PROBLEM STATEMENT
Return every line of the records below that contains the word "forelock".

+---+

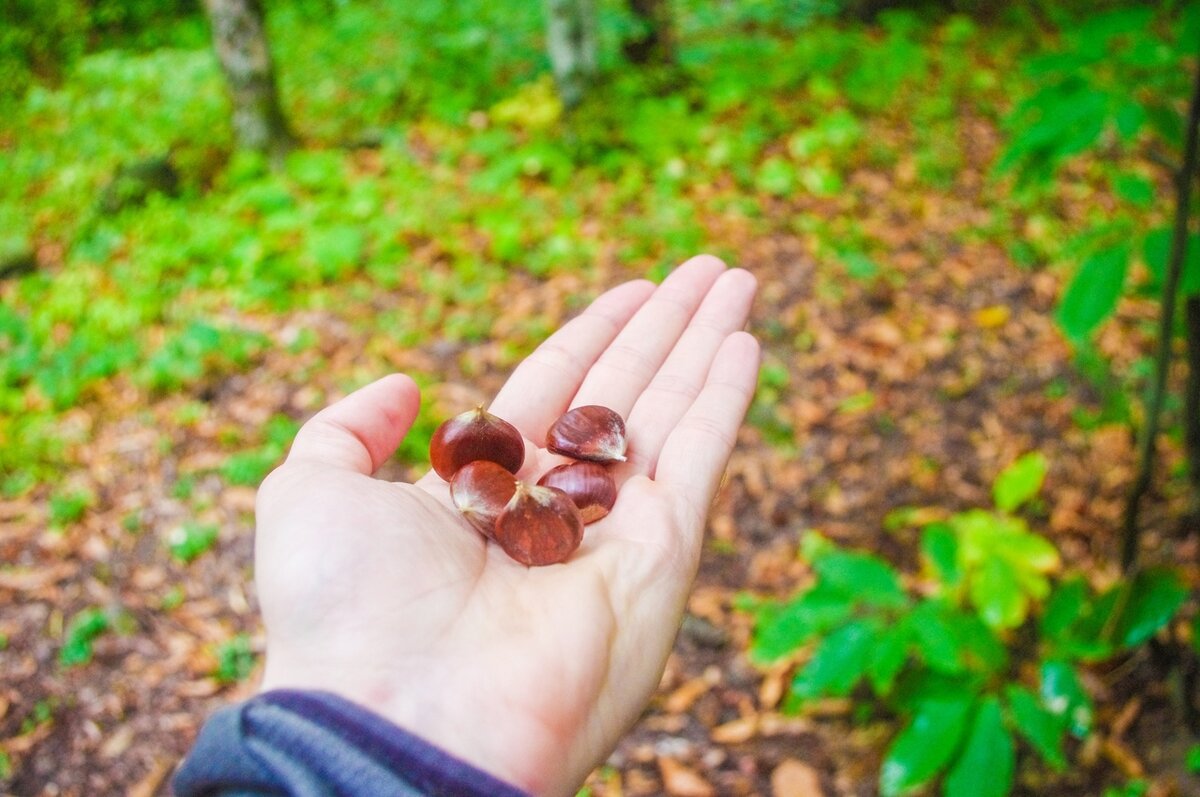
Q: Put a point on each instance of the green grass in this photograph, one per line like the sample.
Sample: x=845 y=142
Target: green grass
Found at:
x=477 y=177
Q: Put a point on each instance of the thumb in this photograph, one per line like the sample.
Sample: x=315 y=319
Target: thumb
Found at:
x=361 y=430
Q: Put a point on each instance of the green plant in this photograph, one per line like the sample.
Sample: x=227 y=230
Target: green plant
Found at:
x=81 y=633
x=190 y=540
x=250 y=467
x=235 y=660
x=948 y=655
x=1114 y=87
x=67 y=508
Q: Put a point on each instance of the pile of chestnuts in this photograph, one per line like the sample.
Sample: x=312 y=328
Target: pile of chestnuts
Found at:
x=479 y=454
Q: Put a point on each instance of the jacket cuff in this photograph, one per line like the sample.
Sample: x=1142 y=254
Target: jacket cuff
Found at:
x=291 y=742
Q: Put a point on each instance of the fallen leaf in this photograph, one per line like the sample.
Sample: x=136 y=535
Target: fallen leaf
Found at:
x=736 y=731
x=792 y=778
x=681 y=781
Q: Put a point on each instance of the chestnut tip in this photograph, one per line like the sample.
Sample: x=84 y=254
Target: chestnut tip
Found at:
x=475 y=435
x=591 y=432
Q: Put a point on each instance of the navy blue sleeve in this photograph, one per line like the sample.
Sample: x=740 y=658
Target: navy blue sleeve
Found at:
x=317 y=744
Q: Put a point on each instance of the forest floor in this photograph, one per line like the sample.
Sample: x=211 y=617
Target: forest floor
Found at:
x=910 y=390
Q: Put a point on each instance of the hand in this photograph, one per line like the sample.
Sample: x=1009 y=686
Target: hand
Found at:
x=382 y=593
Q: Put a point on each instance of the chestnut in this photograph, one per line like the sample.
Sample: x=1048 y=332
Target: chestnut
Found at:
x=539 y=526
x=480 y=491
x=592 y=432
x=475 y=435
x=588 y=484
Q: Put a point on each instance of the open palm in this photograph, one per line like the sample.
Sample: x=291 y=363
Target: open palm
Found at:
x=382 y=593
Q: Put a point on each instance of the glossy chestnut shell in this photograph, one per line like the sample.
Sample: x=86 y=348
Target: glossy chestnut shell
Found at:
x=475 y=435
x=480 y=490
x=591 y=432
x=539 y=526
x=588 y=484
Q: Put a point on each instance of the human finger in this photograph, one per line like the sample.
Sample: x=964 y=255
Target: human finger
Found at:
x=543 y=385
x=363 y=430
x=628 y=365
x=696 y=451
x=679 y=381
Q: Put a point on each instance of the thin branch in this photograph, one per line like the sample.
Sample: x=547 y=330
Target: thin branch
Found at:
x=1131 y=532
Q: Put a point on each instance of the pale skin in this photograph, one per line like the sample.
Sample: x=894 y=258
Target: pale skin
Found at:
x=379 y=592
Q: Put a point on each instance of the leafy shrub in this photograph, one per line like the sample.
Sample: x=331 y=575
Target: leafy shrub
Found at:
x=948 y=659
x=235 y=660
x=199 y=351
x=190 y=540
x=1114 y=83
x=250 y=467
x=82 y=631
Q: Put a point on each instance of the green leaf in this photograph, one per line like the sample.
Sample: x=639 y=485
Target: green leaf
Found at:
x=1063 y=695
x=940 y=549
x=1065 y=607
x=1041 y=729
x=1155 y=598
x=1134 y=189
x=1156 y=251
x=868 y=579
x=888 y=657
x=985 y=766
x=1020 y=481
x=781 y=629
x=775 y=177
x=929 y=742
x=82 y=631
x=1092 y=295
x=1129 y=118
x=838 y=663
x=996 y=592
x=952 y=641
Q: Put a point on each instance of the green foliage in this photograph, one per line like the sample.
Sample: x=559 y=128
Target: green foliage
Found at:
x=67 y=508
x=1020 y=481
x=765 y=411
x=190 y=540
x=1116 y=81
x=235 y=660
x=250 y=467
x=941 y=654
x=81 y=633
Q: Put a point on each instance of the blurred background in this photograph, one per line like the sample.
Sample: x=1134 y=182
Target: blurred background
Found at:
x=957 y=552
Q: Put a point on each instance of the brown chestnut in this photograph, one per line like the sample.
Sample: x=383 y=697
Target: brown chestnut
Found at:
x=588 y=484
x=592 y=432
x=539 y=526
x=480 y=490
x=475 y=435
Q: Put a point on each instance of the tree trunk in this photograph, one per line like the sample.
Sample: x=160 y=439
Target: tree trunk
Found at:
x=239 y=39
x=1192 y=399
x=571 y=42
x=655 y=42
x=1131 y=533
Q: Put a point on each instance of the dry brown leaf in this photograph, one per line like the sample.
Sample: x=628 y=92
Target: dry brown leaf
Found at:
x=792 y=778
x=683 y=697
x=29 y=579
x=737 y=731
x=681 y=781
x=149 y=784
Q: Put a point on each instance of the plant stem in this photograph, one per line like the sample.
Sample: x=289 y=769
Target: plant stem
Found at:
x=1131 y=533
x=1192 y=397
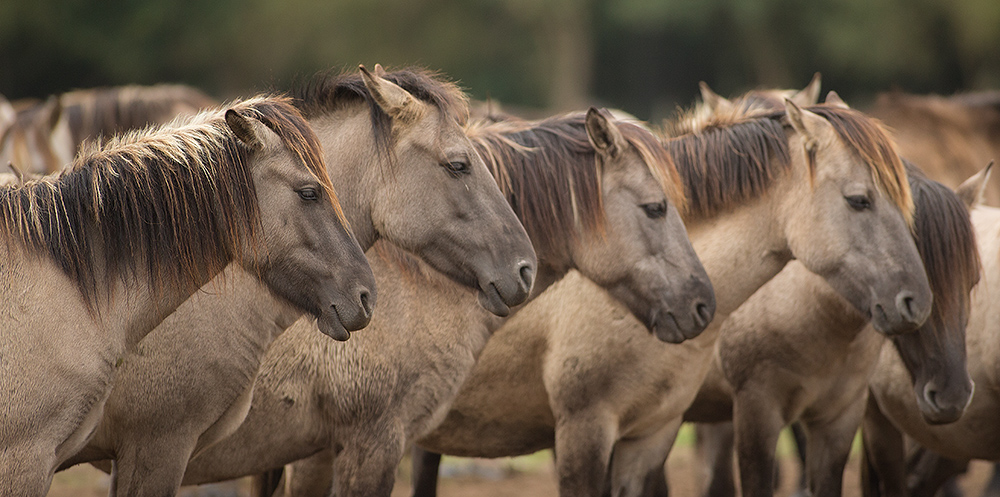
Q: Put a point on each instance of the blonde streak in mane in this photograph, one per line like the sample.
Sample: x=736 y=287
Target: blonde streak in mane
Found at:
x=660 y=165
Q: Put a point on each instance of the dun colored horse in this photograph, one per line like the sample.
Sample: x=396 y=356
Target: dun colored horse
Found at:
x=975 y=435
x=821 y=185
x=594 y=194
x=96 y=257
x=796 y=351
x=47 y=135
x=951 y=136
x=157 y=418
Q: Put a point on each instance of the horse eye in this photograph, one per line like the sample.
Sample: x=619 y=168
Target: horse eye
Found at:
x=858 y=202
x=655 y=210
x=308 y=193
x=457 y=167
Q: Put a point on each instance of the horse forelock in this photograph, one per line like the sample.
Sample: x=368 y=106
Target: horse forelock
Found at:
x=868 y=139
x=548 y=171
x=729 y=160
x=328 y=92
x=946 y=241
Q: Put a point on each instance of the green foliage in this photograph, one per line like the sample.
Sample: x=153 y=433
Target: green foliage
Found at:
x=643 y=55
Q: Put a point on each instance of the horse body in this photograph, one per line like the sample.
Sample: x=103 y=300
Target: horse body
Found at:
x=974 y=435
x=398 y=384
x=601 y=415
x=176 y=418
x=97 y=256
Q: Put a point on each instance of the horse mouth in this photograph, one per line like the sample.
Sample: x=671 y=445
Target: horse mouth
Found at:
x=330 y=325
x=489 y=297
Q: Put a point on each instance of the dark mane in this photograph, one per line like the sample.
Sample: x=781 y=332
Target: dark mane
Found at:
x=328 y=92
x=550 y=173
x=109 y=111
x=724 y=164
x=728 y=159
x=178 y=200
x=946 y=241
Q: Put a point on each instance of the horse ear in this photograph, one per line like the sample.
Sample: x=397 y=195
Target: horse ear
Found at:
x=714 y=101
x=603 y=134
x=54 y=108
x=394 y=100
x=810 y=94
x=808 y=124
x=972 y=190
x=244 y=130
x=834 y=100
x=7 y=113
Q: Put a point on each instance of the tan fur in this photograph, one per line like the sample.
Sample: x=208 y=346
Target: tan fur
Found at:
x=63 y=345
x=574 y=394
x=365 y=401
x=975 y=434
x=157 y=418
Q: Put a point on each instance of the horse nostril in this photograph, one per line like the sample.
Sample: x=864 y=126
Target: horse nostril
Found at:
x=527 y=276
x=366 y=304
x=905 y=303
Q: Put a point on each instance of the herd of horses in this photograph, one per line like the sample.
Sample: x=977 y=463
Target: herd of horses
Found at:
x=174 y=270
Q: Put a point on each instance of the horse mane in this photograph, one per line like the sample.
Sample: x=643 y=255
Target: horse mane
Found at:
x=109 y=111
x=550 y=173
x=178 y=198
x=946 y=241
x=328 y=92
x=727 y=158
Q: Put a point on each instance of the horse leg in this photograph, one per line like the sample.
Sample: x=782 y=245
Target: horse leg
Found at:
x=310 y=476
x=799 y=436
x=425 y=472
x=366 y=466
x=716 y=443
x=757 y=424
x=931 y=471
x=152 y=467
x=583 y=452
x=883 y=467
x=634 y=460
x=828 y=447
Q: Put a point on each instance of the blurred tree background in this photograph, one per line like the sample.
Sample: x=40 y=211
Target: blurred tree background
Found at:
x=644 y=56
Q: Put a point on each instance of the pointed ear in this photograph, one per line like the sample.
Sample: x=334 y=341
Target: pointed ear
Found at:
x=810 y=94
x=244 y=129
x=806 y=123
x=972 y=190
x=7 y=113
x=713 y=101
x=834 y=100
x=604 y=134
x=395 y=101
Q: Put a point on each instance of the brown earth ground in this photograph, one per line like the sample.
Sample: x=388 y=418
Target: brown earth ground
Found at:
x=529 y=476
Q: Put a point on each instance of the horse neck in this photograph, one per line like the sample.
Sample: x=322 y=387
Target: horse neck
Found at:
x=741 y=248
x=354 y=165
x=134 y=307
x=253 y=314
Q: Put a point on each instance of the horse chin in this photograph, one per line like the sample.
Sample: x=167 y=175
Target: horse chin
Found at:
x=666 y=329
x=330 y=325
x=490 y=299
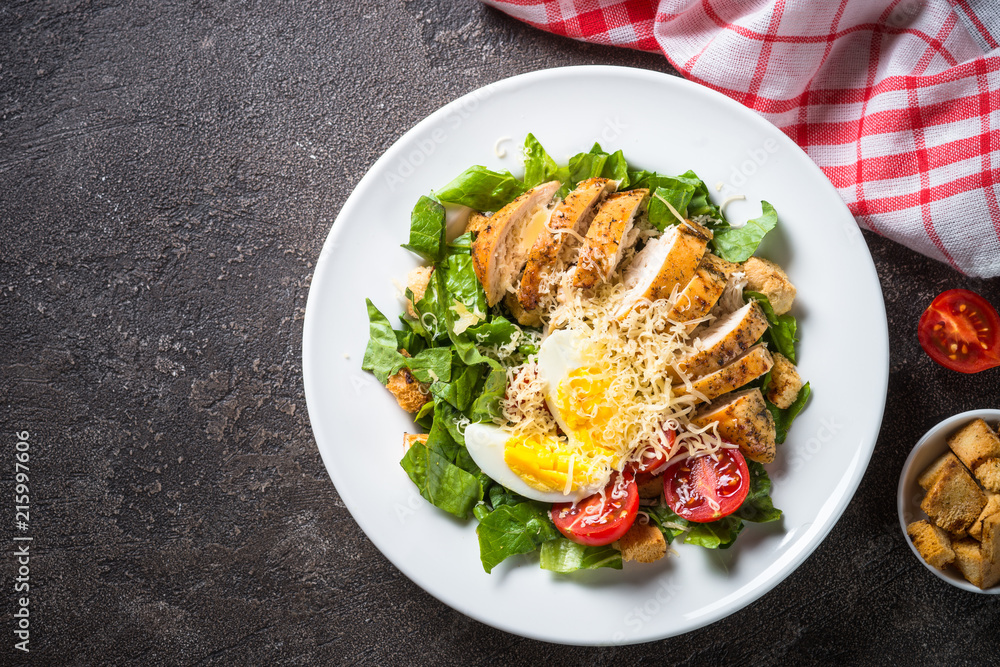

+---+

TASK SOLUTION
Q: Put a point on each instance of the horse forelock in this photograph, one per line like the sample.
Target: horse forelock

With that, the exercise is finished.